Wed 28 Jan 2015
LOUIS TRIMBLE – Stab in the Dark. Ace Double D-157; paperback original, 1957.
A bit of preamble before I get to the review itself. Earlier this month I read and reviewed the other half of this Ace Double, that being Never Say No to a Killer, by Jonathan Gant, a pen name of Clifton Adams, an author probably better known for his western novels for Gold Medal.
Having the book out and in my hands, it was quite natural for me to read the other half, a story I thought I’d like better, as it is a private eye novel, which I always enjoy, and the Gant book being rather derivative in nature, reminding Dan Stumpf in particular of Horace McCoy’s Kiss Tomorrow Goodbye, as he so stated in an early comment to that post.
Well, trying to make a long story shorter, it’s been a struggle to finish the second half of the book, the novel by Trimble. So far I’ve been reading it at night just before bed, and managing to move along a a lizard’s pace of maybe 30 pages a night. I’m not finished yet, and I think I will continue on with it, but after reading a review I wrote of the book back in 1991, perhaps I will concede, saying that sometimes retreat is the better part of valor.
Here’s what I had to say the first time around:
Louis Trimble wrote a host of second- and third-rate detective novels through the late 1940s, 50s and early 60s, and this is one of them. During that same time period he also wrote a lot of westerns, many [also] packaged as halves of Ace Doubles, and somehow ended up writing science fiction, of all things, before he was finished.
Since Hubin doesn’t state otherwise, this one turns out to have been the only appearance of PI Paul Knox. He’s apparently a man of some wealth, having inherited some money, quit the police force, and joined an world-wide private detective agency. On this case, he’s after a huge pornography/blackmail ring, but his contact at the Winton hotel is dead on his (Knox’s) arrival, an icepick in his eye.
A few curious matters arise, but most of them — like the business of the whiskey bottle and Cora Deane’s missing panties — are merely thrown away [FOOTNOTE] and although it goes on for 171 pages, long by Ace Double standards, the basic flaw in this mystery is one that’s fatal by any standards. It;s dull, it’s not very interesting, and it’s boring.
[FOOTNOTE] and [WARNING: Extremely Minor Plot Alert.] The titillating bit with the whiskey bottle and the panties — well, it kept me thinking about it quite a while — is finally described on p. 167 as “Red herrings … just foolishness, really.”
In other words, it didn’t mean anything, anything at all, and it never did. It was something thrown in just to tweak the reader’s interest, and it wouldn’t [be] worth mentioning if it weren’t for the fact that it’s the only bit of the plot that’s worth mentioning at all.
[UPDATE] 01-28-15. I’ll probably skim on for a while on my current and second go-around. But this is discouraging. It’s been the only thing keeping me going and here I have my own review showing up in timely fashion to tell me to forget it.

----------------------------------------

* Problem statement: Extend the blog post reviewing Louis Trimble's Stab in the Dark beyond its final sentence. The listing that follows was drawn from a separate source.

* Information shown:
----------------------------------------

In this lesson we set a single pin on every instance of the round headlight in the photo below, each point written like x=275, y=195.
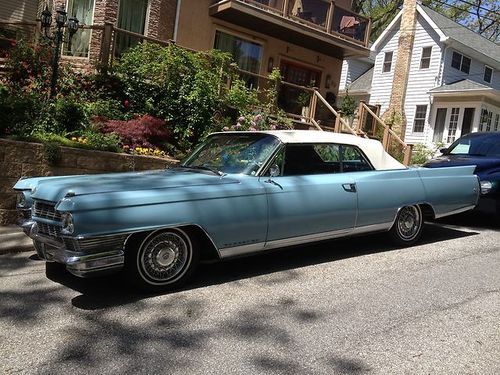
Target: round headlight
x=21, y=200
x=68, y=227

----------------------------------------

* Response below:
January 28th, 2015 at 8:07 am
Steve’s experience rereading a mediocre and below average novel is one of the main reasons that I’ve been putting notes in all the books and magazines that I read. I’ve been doing it now for over 50 years and the practice has prevented me from wasting many hours rereading something I disliked decades ago.
I try and follow Sturgeon’s Law. He said 90% of everything is crap. I try and read the 10% that is not…
January 28th, 2015 at 11:03 am
Steve, I’ve never read Trimble and so will take your and Walker’s word on the guy. This is a very funny review. It’s like you’re arm wrestling with a book!
January 28th, 2015 at 2:20 pm
Walker
You certainly have a good system for reminding yourself about bad books, or even good ones, the ones you might take the time to read again.
Of course, it’s advice too late for me, unless you have a time machine that I could use to go back and tell to my younger self about, so I wouldn’t regret accidentally re-reading a mediocre book today.
Of course if I had a time machine, I think I could come up with a thousand other pieces of advice my younger self might have liked to have known about. Looking back, there are a few things I might have changed, had I but known.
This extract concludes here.